:: Work required ::
The records below hold a stretch from the line with "Give the outline of every instance of the green" through the line with "Give the outline of every instance of the tree."; return exactly those lines, ends included, and nothing more.

:: Available data ::

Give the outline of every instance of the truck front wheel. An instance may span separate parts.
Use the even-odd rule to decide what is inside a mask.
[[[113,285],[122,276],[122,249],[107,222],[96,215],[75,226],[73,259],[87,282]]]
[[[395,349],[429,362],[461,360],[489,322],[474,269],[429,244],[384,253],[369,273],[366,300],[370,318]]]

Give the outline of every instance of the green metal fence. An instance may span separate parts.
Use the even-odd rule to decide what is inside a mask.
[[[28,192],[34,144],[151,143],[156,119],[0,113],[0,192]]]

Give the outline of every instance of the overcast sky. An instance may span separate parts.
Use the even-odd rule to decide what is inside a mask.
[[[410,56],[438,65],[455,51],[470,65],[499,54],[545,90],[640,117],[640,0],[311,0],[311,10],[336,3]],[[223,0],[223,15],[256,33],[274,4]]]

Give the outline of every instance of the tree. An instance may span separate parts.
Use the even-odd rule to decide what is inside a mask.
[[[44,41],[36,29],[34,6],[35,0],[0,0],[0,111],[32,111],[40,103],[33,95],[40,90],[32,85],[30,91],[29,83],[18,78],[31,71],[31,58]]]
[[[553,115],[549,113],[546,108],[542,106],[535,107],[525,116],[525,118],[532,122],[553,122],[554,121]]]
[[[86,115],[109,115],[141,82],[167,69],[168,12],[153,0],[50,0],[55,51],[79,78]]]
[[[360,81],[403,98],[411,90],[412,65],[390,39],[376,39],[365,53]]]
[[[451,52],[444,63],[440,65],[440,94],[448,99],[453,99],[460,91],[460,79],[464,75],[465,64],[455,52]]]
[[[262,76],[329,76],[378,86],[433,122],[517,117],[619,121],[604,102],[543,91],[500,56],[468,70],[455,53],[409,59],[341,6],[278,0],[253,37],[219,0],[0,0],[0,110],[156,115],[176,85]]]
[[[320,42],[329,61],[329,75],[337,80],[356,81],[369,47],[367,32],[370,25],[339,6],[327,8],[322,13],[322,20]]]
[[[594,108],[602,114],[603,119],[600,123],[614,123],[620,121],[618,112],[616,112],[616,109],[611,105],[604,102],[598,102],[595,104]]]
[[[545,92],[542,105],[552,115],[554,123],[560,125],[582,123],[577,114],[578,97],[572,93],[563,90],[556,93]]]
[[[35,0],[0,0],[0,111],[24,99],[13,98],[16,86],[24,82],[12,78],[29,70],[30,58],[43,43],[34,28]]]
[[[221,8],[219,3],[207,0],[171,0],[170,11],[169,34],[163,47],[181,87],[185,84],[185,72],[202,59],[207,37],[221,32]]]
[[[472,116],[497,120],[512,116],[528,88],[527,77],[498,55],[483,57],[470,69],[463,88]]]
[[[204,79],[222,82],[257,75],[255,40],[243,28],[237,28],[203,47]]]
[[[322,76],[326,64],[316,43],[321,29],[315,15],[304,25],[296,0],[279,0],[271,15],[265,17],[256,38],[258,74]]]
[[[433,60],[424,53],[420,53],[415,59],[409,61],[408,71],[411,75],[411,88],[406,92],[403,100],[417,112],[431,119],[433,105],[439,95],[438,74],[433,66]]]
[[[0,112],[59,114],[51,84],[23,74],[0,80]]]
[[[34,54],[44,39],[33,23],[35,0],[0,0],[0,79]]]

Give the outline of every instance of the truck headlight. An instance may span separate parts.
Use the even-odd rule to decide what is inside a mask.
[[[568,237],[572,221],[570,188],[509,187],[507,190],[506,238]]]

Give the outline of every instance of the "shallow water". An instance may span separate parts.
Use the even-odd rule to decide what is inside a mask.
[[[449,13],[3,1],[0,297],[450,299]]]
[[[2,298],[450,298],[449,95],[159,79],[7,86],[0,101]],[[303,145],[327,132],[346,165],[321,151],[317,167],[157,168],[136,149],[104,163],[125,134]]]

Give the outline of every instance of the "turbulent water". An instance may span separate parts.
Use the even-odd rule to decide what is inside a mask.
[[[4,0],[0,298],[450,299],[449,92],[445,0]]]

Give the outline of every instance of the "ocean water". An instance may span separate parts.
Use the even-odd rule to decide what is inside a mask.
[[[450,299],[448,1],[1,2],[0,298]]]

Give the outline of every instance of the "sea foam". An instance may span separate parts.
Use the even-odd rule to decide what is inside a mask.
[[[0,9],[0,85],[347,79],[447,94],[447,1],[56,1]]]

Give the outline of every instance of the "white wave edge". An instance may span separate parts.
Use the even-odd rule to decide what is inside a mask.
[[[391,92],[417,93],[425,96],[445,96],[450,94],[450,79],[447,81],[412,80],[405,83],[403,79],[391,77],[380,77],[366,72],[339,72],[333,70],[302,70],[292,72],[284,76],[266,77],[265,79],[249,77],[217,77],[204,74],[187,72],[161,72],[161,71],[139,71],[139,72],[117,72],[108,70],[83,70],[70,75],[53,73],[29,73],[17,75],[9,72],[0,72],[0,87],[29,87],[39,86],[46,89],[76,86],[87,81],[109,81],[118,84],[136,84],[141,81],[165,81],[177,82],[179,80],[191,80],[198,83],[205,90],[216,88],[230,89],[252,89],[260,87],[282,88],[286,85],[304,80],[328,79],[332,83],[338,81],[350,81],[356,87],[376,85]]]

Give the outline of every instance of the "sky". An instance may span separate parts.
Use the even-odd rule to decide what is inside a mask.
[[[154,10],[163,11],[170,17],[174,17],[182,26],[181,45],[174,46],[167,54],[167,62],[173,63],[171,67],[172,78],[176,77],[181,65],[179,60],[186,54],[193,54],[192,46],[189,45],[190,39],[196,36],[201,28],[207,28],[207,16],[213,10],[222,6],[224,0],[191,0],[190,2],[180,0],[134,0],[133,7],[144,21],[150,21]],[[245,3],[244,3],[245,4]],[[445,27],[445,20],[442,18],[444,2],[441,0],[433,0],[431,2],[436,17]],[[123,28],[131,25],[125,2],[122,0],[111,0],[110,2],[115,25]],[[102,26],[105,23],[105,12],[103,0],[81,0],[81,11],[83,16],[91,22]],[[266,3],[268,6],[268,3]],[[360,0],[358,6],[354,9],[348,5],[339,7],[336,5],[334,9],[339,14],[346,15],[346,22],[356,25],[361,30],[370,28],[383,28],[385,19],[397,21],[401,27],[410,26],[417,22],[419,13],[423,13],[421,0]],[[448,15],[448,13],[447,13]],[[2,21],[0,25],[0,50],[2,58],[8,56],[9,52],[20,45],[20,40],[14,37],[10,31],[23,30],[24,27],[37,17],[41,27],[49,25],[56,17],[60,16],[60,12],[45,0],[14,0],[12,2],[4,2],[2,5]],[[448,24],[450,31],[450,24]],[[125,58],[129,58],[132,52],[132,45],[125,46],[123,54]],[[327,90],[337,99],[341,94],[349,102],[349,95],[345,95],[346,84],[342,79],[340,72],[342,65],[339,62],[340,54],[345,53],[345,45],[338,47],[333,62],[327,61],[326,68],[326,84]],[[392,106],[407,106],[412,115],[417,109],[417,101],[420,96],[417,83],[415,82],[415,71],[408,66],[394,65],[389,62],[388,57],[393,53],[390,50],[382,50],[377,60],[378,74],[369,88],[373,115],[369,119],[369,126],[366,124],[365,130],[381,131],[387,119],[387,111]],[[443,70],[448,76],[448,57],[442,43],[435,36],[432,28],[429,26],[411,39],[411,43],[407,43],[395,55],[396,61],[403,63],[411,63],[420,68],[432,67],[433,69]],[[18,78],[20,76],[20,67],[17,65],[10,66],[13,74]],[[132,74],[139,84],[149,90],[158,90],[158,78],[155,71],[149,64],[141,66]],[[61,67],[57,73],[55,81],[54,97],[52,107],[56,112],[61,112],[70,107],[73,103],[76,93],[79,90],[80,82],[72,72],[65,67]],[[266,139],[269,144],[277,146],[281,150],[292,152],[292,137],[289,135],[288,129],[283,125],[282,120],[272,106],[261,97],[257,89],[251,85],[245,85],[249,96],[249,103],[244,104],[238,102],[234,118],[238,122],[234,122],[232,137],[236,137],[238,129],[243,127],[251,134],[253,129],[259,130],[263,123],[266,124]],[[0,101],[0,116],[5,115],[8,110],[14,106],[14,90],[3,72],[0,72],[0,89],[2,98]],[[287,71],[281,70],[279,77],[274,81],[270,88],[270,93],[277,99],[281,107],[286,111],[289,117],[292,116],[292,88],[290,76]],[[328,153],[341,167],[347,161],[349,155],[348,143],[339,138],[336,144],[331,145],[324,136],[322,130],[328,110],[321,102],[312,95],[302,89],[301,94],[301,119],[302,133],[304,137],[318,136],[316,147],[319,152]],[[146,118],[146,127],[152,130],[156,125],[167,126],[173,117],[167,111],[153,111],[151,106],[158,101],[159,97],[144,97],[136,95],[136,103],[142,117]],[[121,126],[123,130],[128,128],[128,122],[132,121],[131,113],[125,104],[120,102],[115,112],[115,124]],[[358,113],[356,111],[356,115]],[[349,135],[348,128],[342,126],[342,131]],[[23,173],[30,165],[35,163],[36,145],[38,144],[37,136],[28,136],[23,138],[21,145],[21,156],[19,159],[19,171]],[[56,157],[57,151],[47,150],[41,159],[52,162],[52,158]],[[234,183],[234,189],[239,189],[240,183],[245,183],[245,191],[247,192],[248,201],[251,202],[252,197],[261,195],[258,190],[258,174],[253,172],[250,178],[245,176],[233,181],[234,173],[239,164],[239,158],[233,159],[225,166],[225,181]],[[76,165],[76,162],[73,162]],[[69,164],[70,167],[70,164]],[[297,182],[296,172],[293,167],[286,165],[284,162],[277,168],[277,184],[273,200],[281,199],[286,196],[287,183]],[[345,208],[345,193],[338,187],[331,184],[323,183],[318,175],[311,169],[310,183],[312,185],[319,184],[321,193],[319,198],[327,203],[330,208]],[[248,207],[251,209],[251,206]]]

:::

:: Exercise answer ::
Give the outline of every instance of the green metal fence. An instance may span separate parts.
Use the even-odd rule to decide what is inside a mask.
[[[28,192],[34,144],[151,143],[156,119],[0,113],[0,192]]]

Give the outline of every instance of the overcast sky. An instance may span separate parts.
Use the even-odd rule to decide what is inside a mask.
[[[410,56],[438,65],[455,51],[470,65],[499,54],[545,90],[640,117],[640,0],[311,0],[311,10],[336,3]],[[223,0],[223,15],[256,33],[274,4]]]

Give the outline of every instance of the tree. An instance may span separate parts.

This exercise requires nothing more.